▶ **Metin Bölümü**
İşyerinde misin? Arasındaki küçük farklılıklar için kıskanın birbirinizi, bütün gün tartışmanız aranızdaki kademe farkı olsun! Boşuna koymuyorlar bu farklılıkları… Biri ötekinden 100 lira fazla alır. Diğeri ona iş buyurur. Aynı okul mezunu da olabilirsiniz, ama, işverenin buna ihtiyacı var. Kavga edin birbirinizle, kavga etmezseniz nasıl idare edecekler sizi. Bir araya gelirseniz, işin gerçek yüzünü görürseniz kim durdurabilir sizi. Hayır olmaz! Burnunuzdan ilerisini görmeyin, birbiriniz arasındaki küçük farklılıklarla yiyin birbirinizi… Yiyin ki başınızdakiler rahatlasın.
Otobüste misiniz? Yaşlılar gençlerin gözüne baksın! Gençler roket gibi fırlayıp boş koltukları kapsın… Ama ha… Neden bir otobüs fazla çıkmıyor diye sormayın birbirinize… ‘’Bunlar da genç olacak, ne saygı kaldı ne terbiye’’, ‘’hepsi uyuma numarası yapıyor yer vermemek için’’ gözlerinizle gözlerini oyun… Sanki size verilmiş özel bir hak oturmak. Çünkü zamanında mücadele etmediniz. Buna karşılık bir aferin olarak oturmak resmen tanınmamış bir hakkınız… Sakın tepenizdekilere dil uzatmayın, Sıkışıp kaldığınız otobüste birbirinizi suçlayın, balık istifi sarılın birbirinize, ağız kokusu hoştur ter kokusu emeğin ürünü böyle yerlerde, bulaşıcı hastalıklar yayılacakmış ne önemi var… Bütün öfkenizi birbirinize kusup rahatlayın yeter.

▶ **Verilen Satırlar**
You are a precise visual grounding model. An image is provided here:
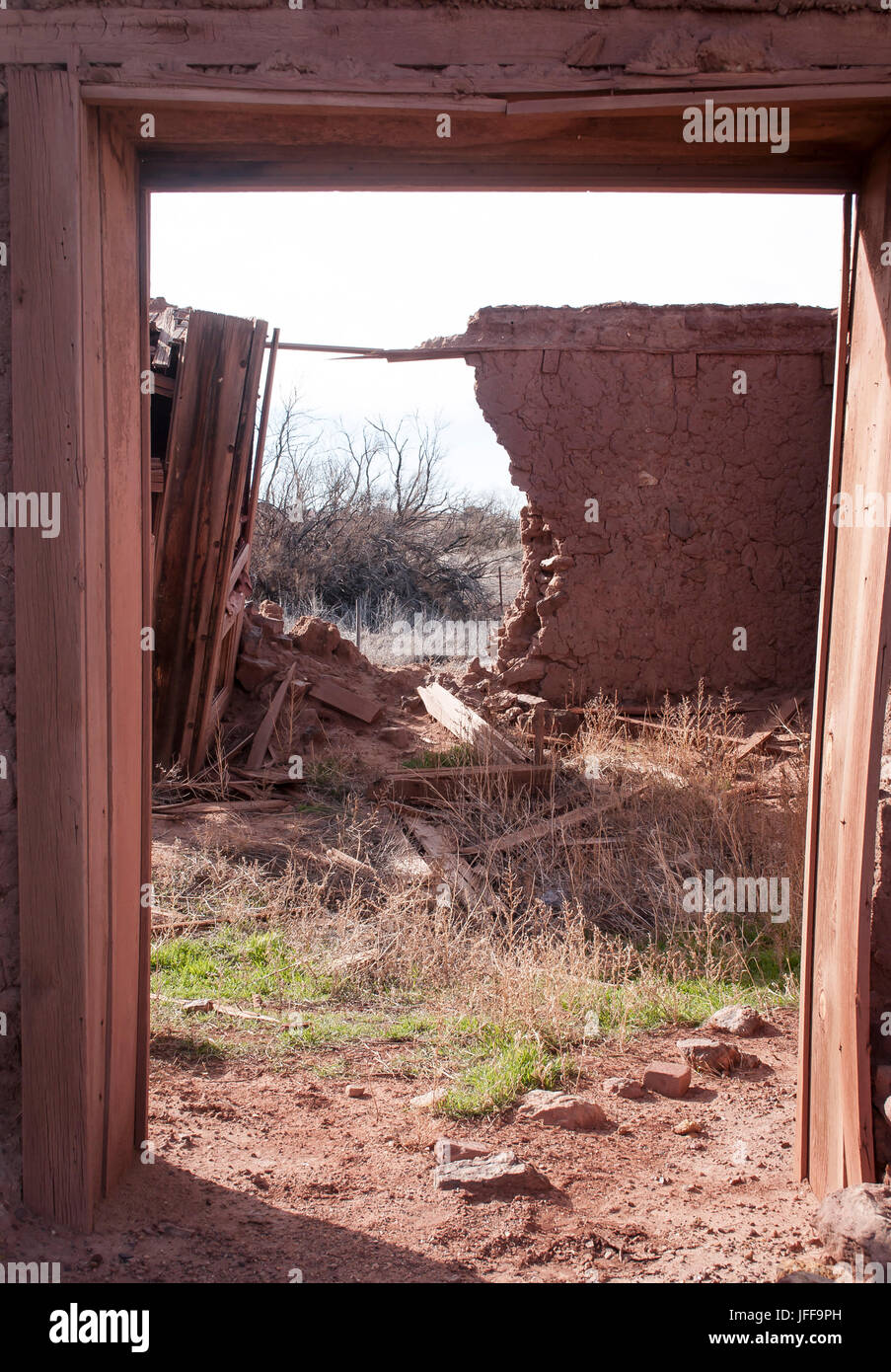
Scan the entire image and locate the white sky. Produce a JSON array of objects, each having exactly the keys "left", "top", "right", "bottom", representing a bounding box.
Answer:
[{"left": 151, "top": 192, "right": 842, "bottom": 492}]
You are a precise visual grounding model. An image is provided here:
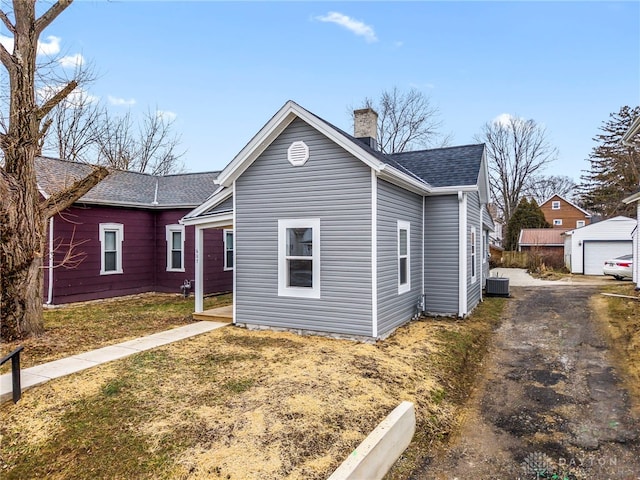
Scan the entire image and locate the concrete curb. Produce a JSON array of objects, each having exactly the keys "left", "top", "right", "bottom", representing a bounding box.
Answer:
[{"left": 328, "top": 402, "right": 416, "bottom": 480}]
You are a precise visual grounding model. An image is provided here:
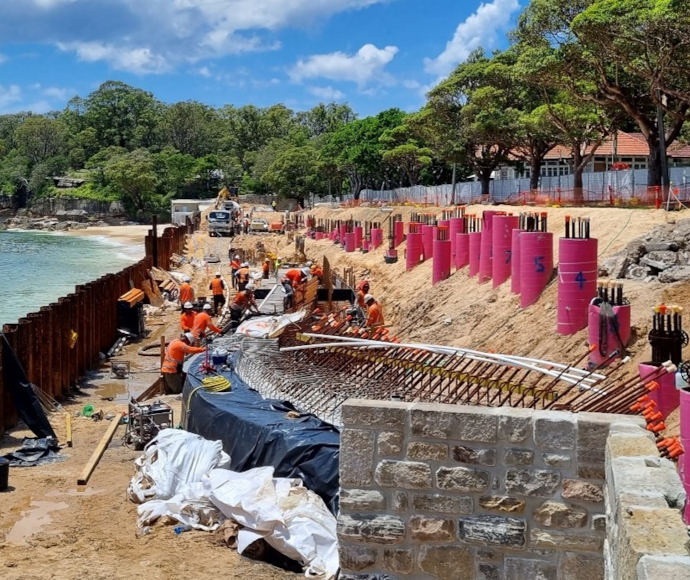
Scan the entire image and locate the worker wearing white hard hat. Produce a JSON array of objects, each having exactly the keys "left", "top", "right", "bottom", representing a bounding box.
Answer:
[{"left": 180, "top": 302, "right": 196, "bottom": 332}]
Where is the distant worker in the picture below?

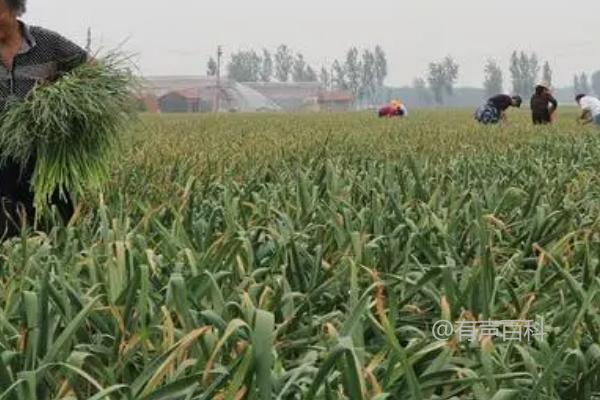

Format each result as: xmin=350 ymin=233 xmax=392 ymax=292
xmin=379 ymin=100 xmax=408 ymax=118
xmin=475 ymin=94 xmax=523 ymax=125
xmin=531 ymin=83 xmax=558 ymax=125
xmin=575 ymin=94 xmax=600 ymax=126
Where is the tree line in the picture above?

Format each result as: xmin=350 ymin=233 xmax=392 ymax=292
xmin=212 ymin=44 xmax=600 ymax=105
xmin=207 ymin=44 xmax=388 ymax=101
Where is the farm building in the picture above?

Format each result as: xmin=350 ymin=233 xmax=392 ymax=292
xmin=142 ymin=76 xmax=280 ymax=112
xmin=137 ymin=76 xmax=354 ymax=113
xmin=317 ymin=90 xmax=354 ymax=111
xmin=244 ymin=82 xmax=322 ymax=111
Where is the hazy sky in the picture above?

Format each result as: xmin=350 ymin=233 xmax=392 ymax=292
xmin=24 ymin=0 xmax=600 ymax=86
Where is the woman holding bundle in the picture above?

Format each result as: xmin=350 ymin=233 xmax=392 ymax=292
xmin=0 ymin=0 xmax=88 ymax=238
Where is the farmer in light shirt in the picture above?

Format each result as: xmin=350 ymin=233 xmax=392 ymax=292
xmin=0 ymin=0 xmax=88 ymax=240
xmin=575 ymin=94 xmax=600 ymax=126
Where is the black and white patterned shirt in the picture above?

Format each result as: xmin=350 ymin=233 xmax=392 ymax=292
xmin=0 ymin=21 xmax=88 ymax=112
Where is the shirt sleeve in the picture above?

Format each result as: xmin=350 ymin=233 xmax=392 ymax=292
xmin=54 ymin=34 xmax=89 ymax=75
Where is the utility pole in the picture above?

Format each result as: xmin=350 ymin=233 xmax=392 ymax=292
xmin=85 ymin=27 xmax=92 ymax=54
xmin=214 ymin=46 xmax=223 ymax=112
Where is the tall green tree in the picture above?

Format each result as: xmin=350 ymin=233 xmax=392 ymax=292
xmin=510 ymin=51 xmax=540 ymax=97
xmin=206 ymin=57 xmax=218 ymax=76
xmin=359 ymin=49 xmax=377 ymax=102
xmin=345 ymin=47 xmax=362 ymax=98
xmin=579 ymin=72 xmax=591 ymax=94
xmin=542 ymin=61 xmax=552 ymax=86
xmin=275 ymin=44 xmax=294 ymax=82
xmin=260 ymin=49 xmax=273 ymax=82
xmin=375 ymin=45 xmax=388 ymax=88
xmin=413 ymin=78 xmax=432 ymax=105
xmin=483 ymin=59 xmax=504 ymax=97
xmin=573 ymin=74 xmax=582 ymax=95
xmin=331 ymin=60 xmax=349 ymax=90
xmin=510 ymin=51 xmax=523 ymax=94
xmin=319 ymin=67 xmax=331 ymax=89
xmin=227 ymin=50 xmax=261 ymax=82
xmin=427 ymin=56 xmax=459 ymax=105
xmin=292 ymin=53 xmax=306 ymax=82
xmin=304 ymin=65 xmax=319 ymax=82
xmin=592 ymin=71 xmax=600 ymax=96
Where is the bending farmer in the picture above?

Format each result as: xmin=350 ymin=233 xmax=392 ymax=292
xmin=531 ymin=83 xmax=558 ymax=125
xmin=575 ymin=94 xmax=600 ymax=125
xmin=475 ymin=94 xmax=523 ymax=125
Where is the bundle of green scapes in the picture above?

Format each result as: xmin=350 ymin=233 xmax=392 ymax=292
xmin=0 ymin=54 xmax=135 ymax=211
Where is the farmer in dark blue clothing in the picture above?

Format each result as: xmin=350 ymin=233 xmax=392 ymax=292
xmin=0 ymin=0 xmax=88 ymax=238
xmin=475 ymin=94 xmax=523 ymax=125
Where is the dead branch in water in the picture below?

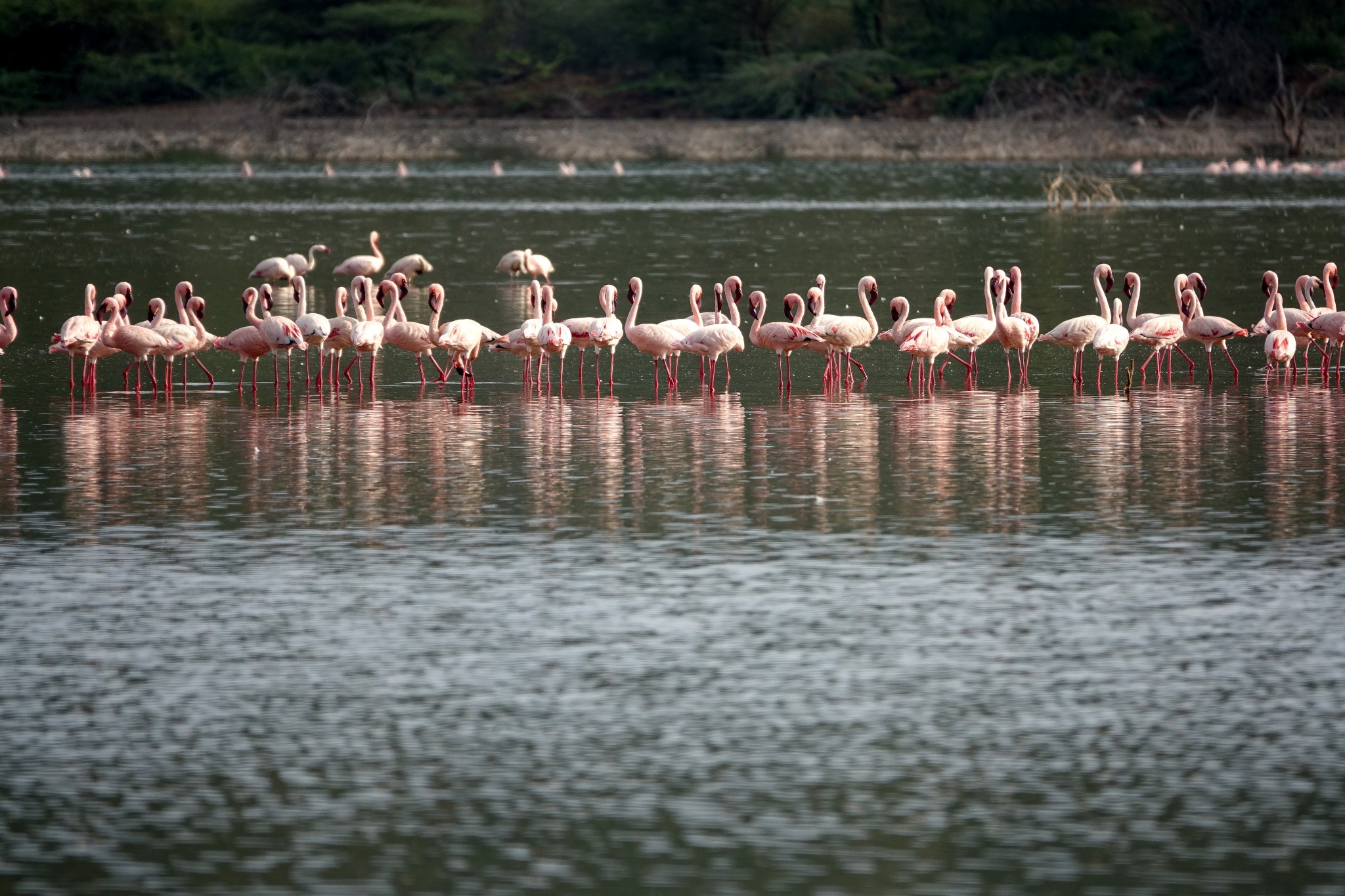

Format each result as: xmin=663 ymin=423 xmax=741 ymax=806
xmin=1041 ymin=165 xmax=1134 ymax=211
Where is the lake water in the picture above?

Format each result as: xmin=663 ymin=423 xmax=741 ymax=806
xmin=0 ymin=161 xmax=1345 ymax=893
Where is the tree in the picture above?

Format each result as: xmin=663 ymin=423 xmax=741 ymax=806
xmin=327 ymin=0 xmax=476 ymax=102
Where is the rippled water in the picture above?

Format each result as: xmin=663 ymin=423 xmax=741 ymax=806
xmin=0 ymin=163 xmax=1345 ymax=893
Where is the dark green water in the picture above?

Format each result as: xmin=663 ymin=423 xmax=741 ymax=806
xmin=0 ymin=163 xmax=1345 ymax=893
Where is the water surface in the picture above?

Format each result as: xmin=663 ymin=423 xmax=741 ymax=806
xmin=0 ymin=163 xmax=1345 ymax=893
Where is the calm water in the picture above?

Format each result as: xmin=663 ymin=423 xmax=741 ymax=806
xmin=0 ymin=163 xmax=1345 ymax=893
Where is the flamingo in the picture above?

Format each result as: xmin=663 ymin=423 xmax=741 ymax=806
xmin=384 ymin=284 xmax=448 ymax=385
xmin=537 ymin=284 xmax=571 ymax=393
xmin=179 ymin=293 xmax=218 ymax=391
xmin=215 ymin=286 xmax=271 ymax=394
xmin=1011 ymin=265 xmax=1038 ymax=376
xmin=332 ymin=230 xmax=384 ymax=277
xmin=667 ymin=285 xmax=742 ymax=393
xmin=251 ymin=284 xmax=308 ymax=388
xmin=748 ymin=289 xmax=822 ymax=393
xmin=495 ymin=248 xmax=527 ymax=280
xmin=625 ymin=277 xmax=683 ymax=389
xmin=292 ymin=274 xmax=332 ymax=388
xmin=1262 ymin=280 xmax=1298 ymax=373
xmin=284 ymin=243 xmax=332 ymax=280
xmin=523 ymin=249 xmax=556 ymax=284
xmin=991 ymin=270 xmax=1030 ymax=383
xmin=347 ymin=278 xmax=401 ymax=388
xmin=248 ymin=255 xmax=299 ymax=281
xmin=100 ymin=295 xmax=181 ymax=395
xmin=387 ymin=253 xmax=435 ymax=278
xmin=429 ymin=284 xmax=506 ymax=388
xmin=952 ymin=266 xmax=1005 ymax=373
xmin=1182 ymin=280 xmax=1246 ymax=383
xmin=323 ymin=277 xmax=364 ymax=388
xmin=1092 ymin=298 xmax=1130 ymax=389
xmin=589 ymin=284 xmax=625 ymax=393
xmin=0 ymin=286 xmax=19 ymax=381
xmin=51 ymin=284 xmax=102 ymax=391
xmin=136 ymin=295 xmax=196 ymax=393
xmin=1041 ymin=263 xmax=1115 ymax=383
xmin=812 ymin=274 xmax=879 ymax=385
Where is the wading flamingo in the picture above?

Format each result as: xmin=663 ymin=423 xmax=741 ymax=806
xmin=285 ymin=243 xmax=332 ymax=274
xmin=215 ymin=286 xmax=271 ymax=393
xmin=537 ymin=284 xmax=570 ymax=393
xmin=1182 ymin=280 xmax=1246 ymax=383
xmin=748 ymin=290 xmax=820 ymax=393
xmin=253 ymin=284 xmax=308 ymax=388
xmin=332 ymin=230 xmax=384 ymax=277
xmin=625 ymin=277 xmax=678 ymax=389
xmin=1041 ymin=263 xmax=1115 ymax=383
xmin=1092 ymin=298 xmax=1130 ymax=389
xmin=51 ymin=284 xmax=102 ymax=389
xmin=293 ymin=274 xmax=332 ymax=387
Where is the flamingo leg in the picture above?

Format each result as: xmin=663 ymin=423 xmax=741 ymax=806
xmin=1218 ymin=343 xmax=1237 ymax=383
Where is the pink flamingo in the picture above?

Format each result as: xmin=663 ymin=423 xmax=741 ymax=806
xmin=537 ymin=284 xmax=570 ymax=393
xmin=1182 ymin=280 xmax=1246 ymax=383
xmin=51 ymin=284 xmax=102 ymax=391
xmin=625 ymin=277 xmax=683 ymax=388
xmin=1092 ymin=298 xmax=1131 ymax=389
xmin=1041 ymin=265 xmax=1115 ymax=383
xmin=748 ymin=290 xmax=820 ymax=391
xmin=332 ymin=230 xmax=384 ymax=277
xmin=1262 ymin=280 xmax=1298 ymax=377
xmin=1011 ymin=265 xmax=1038 ymax=376
xmin=244 ymin=284 xmax=308 ymax=388
xmin=992 ymin=270 xmax=1032 ymax=383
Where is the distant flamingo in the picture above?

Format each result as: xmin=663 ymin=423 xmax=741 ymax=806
xmin=537 ymin=284 xmax=570 ymax=393
xmin=292 ymin=274 xmax=332 ymax=387
xmin=1092 ymin=298 xmax=1130 ymax=389
xmin=1041 ymin=263 xmax=1115 ymax=383
xmin=285 ymin=243 xmax=332 ymax=274
xmin=51 ymin=284 xmax=102 ymax=389
xmin=215 ymin=286 xmax=271 ymax=394
xmin=625 ymin=277 xmax=683 ymax=388
xmin=387 ymin=253 xmax=435 ymax=280
xmin=1182 ymin=276 xmax=1246 ymax=383
xmin=748 ymin=290 xmax=822 ymax=393
xmin=332 ymin=230 xmax=384 ymax=277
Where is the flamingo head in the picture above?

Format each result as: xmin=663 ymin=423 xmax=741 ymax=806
xmin=724 ymin=274 xmax=742 ymax=305
xmin=748 ymin=289 xmax=769 ymax=321
xmin=860 ymin=277 xmax=878 ymax=307
xmin=1186 ymin=272 xmax=1209 ymax=301
xmin=1093 ymin=262 xmax=1116 ymax=293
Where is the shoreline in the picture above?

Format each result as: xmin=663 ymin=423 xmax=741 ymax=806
xmin=8 ymin=102 xmax=1345 ymax=163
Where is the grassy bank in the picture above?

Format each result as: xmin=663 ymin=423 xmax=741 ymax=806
xmin=8 ymin=102 xmax=1345 ymax=163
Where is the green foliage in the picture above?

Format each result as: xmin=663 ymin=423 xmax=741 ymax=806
xmin=0 ymin=0 xmax=1345 ymax=117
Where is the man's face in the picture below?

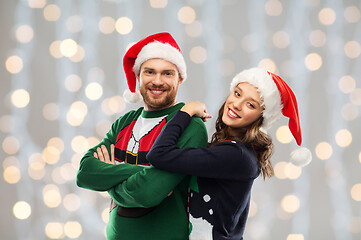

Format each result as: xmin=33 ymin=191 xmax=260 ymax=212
xmin=137 ymin=58 xmax=183 ymax=111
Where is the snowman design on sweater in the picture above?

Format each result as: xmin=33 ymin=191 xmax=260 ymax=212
xmin=114 ymin=116 xmax=167 ymax=166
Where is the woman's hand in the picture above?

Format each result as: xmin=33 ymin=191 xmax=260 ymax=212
xmin=181 ymin=102 xmax=212 ymax=122
xmin=94 ymin=144 xmax=115 ymax=165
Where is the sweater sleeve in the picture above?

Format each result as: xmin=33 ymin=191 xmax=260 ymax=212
xmin=76 ymin=111 xmax=143 ymax=191
xmin=147 ymin=111 xmax=259 ymax=180
xmin=108 ymin=115 xmax=208 ymax=208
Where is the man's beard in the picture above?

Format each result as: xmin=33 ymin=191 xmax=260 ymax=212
xmin=140 ymin=86 xmax=175 ymax=111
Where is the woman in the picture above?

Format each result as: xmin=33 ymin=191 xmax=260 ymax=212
xmin=147 ymin=68 xmax=309 ymax=240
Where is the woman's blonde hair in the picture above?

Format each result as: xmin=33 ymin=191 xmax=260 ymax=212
xmin=210 ymin=103 xmax=274 ymax=179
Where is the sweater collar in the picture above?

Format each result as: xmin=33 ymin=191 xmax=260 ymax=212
xmin=142 ymin=103 xmax=184 ymax=118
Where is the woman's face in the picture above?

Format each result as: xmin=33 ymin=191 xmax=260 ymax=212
xmin=222 ymin=82 xmax=263 ymax=134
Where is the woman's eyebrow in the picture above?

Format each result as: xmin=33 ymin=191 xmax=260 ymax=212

▶ **Görev Gereksinimleri**
İşyerinde ve otobüste birbirini suçlayan insanları konu alan yazıyı, bıraktığı noktadan itibaren devam ettiriniz. Satırların bu çalışmayla hiçbir ilgisi bulunmamaktadır.

▶ **Alıştırma Yanıtı**
Genç misiniz? Neyinize gerek sorgulamak, genç demek asker demek, asker oturmaz… Nasıl olsa hızlısınız, otobüse de erken binersiniz. Boş koltukları doldurursunuz. Sizde de mücadele isteği olmadığına göre ihtiyarladığınızda ayakta duracaksınız, kendi geleceğinizi yaşlıların o buruk suratında görerek, oturma hakkını şimdiden kullanın. İçinizden ‘’Moruk gözüme bakacağına gençliğinde mücadele etseydin, şimdi bu duruma düşmez hepimiz de rahat ederdik, görevini zamanında yapmadın, bize bir yığın borç bıraktınız, bir de utanmadan yer vermemizi bekliyorsunuz, şimdi cezanı çekin. Herkes layığını bulur’’ deyin… Ezilmişliğin acısını birbirinizden çıkarın. Üstünüzden bir şey istemeyin, onlar sizleri sınava tabi tutmak için varlar. Sizlerin sabrını deniyorlar. Hayatta hiçbir şeyde başarılı olamasanız bile sabır testinde sınavı kazanmakla iftihar edebilirsiniz. Birbirinizi kırın, ama yeter ki üstekilere dil uzatıp huzurlarını kaçırmayın… ‘’Her şeyi devletten beklemeyin! ’’ Siz de yardım edin!
Aman ha bireysek ve küçük çıkarlarınıza sıkı sıkıya sarılın. Sakın taviz vermeyin onlardan bu millet kum gibi kalabalık da olsa kum gibi üstünde durduğu zemine da yapışık… Birleşip bir beton olmaya niyetli değil… O betonluğu kişiliklerde arayın. Yani özel bazı kum tanelerinde… Kumdan olsun yaptığınız toplumsal inşaatlar… Bütün ülkelerin işçileri emekçileri bölünün, bölünün ki, başınızdaki kasaplar rahat etsin… Sizi boğazlarken onları terletmeyin…
İşçi veya toplum önderleri misiniz?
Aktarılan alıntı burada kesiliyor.